Внутренний строй литературного произведения - [74]
Мармеладов, рисуя картину последнего Божьего суда, не придерживается канонических текстов. Он творит, свободно сочетая евангельский сюжет (Христос и блудница) с собственной фантазией на тему посмертной судьбы «пьяненьких». Доказано, что один из источников этой фантазии – древнерусская повесть о бражнике Но этот источник – за текстом. В романе Мармеладов импровизирует, его история захватывает в круг персонажей – наряду с Христом – самого рассказчика и его близких: Соню, а в черновых вариантах и Катерину Ивановну [VII, 87,114]. Так имитируется художественная наивность фольклорного типа. Ее сила – в величайшей конкретности: судьбы мира совершаются при твоем непосредственном участии, более того – для тебя лично.
Второй связанный с Евангелием эпизод строится на противоположном структурном принципе. Путь здесь ведет от единичного к обобщающему. Соня хотела бы объединить легенду и реальность, как делает это Мармеладов. Она читает Раскольникову о воскресении Лазаря с надеждой, что «и он, он – тоже ослепленный и неверующий, – он тоже сейчас услышит, он тоже уверует, да, да! Сейчас же, теперь же…» [VI, 251]. Но мысли эти строго отделены от канонического текста. Еще в большей степени (не только формально, но и идеологически) отделены от него переживания Раскольникова. В минуты чтения он думает не столько о смысле звучащего текста, сколько о Соне, о причинах ее волнения, о характере ее душевной жизни. Чудо, которого жаждет героиня, не происходит. Раскольников эмоционально не сливается с Лазарем, с уверовавшими иудеями. Но показательно, что не возникает и горечи обманутого ожидания. Не только потому, что героине оставлена надежда (Раскольников обещает прийти вновь). Сам сюжет воскресения имеет для автора смысл более широкий, чем прообраз судьбы героя. Это выражение высшей милости как таковой. Мысли Сони, сопровождающие чтение, – вариации мечты о вселенской гармонии. Отсюда – ощущение высочайшей значимости происходящего, закрепленное итоговой картиной: «Огарок уже давно погасал в кривом подсвечнике, тускло освещая в этой нищенской комнате убийцу и блудницу, странно сошедшихся за чтением вечной книги» (VI, 251–252).

--

**ЗАДАНИЯ**
(a) Скопируйте дословно из фрагмента о евангельских эпизодах романа отрывок от слов «Внутренний строй литературного» до слов «для тебя лично.» включительно.
(b) Перепишите только записи от строки, содержащей «In this exercise you will mark the tree», до строки, содержащей «<point>250,170</point>», включительно, вместе с запросами. Координаты точек в ответах масштабируйте: каждое число умножьте на 1,35 и округлите до целого, половины округляйте в большую сторону.
Фрагмент и записи взяты из разных источников.

Перечень данных
--

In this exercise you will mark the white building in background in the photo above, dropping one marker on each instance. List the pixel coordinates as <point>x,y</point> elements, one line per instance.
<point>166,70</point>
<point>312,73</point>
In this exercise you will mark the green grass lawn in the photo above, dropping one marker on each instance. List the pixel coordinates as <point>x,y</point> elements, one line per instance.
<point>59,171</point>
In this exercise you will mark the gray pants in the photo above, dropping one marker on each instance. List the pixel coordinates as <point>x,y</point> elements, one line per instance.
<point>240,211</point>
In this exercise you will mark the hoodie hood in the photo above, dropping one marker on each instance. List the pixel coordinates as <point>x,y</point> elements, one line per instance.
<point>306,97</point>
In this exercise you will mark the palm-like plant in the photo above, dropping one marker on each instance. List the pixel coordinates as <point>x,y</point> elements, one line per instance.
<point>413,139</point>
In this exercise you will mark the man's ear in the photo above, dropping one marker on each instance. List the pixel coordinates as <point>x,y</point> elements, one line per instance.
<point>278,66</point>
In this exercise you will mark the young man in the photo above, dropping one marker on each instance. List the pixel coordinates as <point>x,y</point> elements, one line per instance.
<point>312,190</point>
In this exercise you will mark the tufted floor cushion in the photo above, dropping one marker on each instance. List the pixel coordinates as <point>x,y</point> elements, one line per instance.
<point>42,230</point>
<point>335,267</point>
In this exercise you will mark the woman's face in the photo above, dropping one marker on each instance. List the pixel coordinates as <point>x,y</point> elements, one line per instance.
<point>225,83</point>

--

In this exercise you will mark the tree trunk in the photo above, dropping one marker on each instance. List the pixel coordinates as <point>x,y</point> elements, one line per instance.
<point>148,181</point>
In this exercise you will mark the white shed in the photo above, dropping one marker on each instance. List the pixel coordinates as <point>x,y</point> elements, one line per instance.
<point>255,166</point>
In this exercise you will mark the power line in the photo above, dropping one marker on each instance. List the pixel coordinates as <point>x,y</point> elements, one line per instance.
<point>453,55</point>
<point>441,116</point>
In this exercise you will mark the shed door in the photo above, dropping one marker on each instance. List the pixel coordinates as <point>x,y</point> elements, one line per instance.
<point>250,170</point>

--

**РЕЗУЛЬТАТЫ**
(a)
Внутренний строй литературного произведения - [74]
Мармеладов, рисуя картину последнего Божьего суда, не придерживается канонических текстов. Он творит, свободно сочетая евангельский сюжет (Христос и блудница) с собственной фантазией на тему посмертной судьбы «пьяненьких». Доказано, что один из источников этой фантазии – древнерусская повесть о бражнике Но этот источник – за текстом. В романе Мармеладов импровизирует, его история захватывает в круг персонажей – наряду с Христом – самого рассказчика и его близких: Соню, а в черновых вариантах и Катерину Ивановну [VII, 87,114]. Так имитируется художественная наивность фольклорного типа. Ее сила – в величайшей конкретности: судьбы мира совершаются при твоем непосредственном участии, более того – для тебя лично.

(b)
In this exercise you will mark the tree trunk in the photo above, dropping one marker on each instance. List the pixel coordinates as <point>x,y</point> elements, one line per instance.
<point>200,244</point>
In this exercise you will mark the white shed in the photo above, dropping one marker on each instance. List the pixel coordinates as <point>x,y</point> elements, one line per instance.
<point>344,224</point>
In this exercise you will mark the power line in the photo above, dropping one marker on each instance. List the pixel coordinates as <point>x,y</point> elements, one line per instance.
<point>612,74</point>
<point>595,157</point>
In this exercise you will mark the shed door in the photo above, dropping one marker on each instance. List the pixel coordinates as <point>x,y</point> elements, one line per instance.
<point>338,230</point>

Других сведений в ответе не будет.